== TASK REQUIREMENTS ==
Repeat every line of the material, character for character.

Items from a data source
• • • • • • •

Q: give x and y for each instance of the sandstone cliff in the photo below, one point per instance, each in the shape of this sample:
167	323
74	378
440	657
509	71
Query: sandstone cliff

• • • • • • •

== FINAL ANSWER ==
Q: give x and y for each instance of the sandstone cliff in the photo below, one point per instance, each in the shape of this sample:
167	323
74	378
440	657
509	71
Query: sandstone cliff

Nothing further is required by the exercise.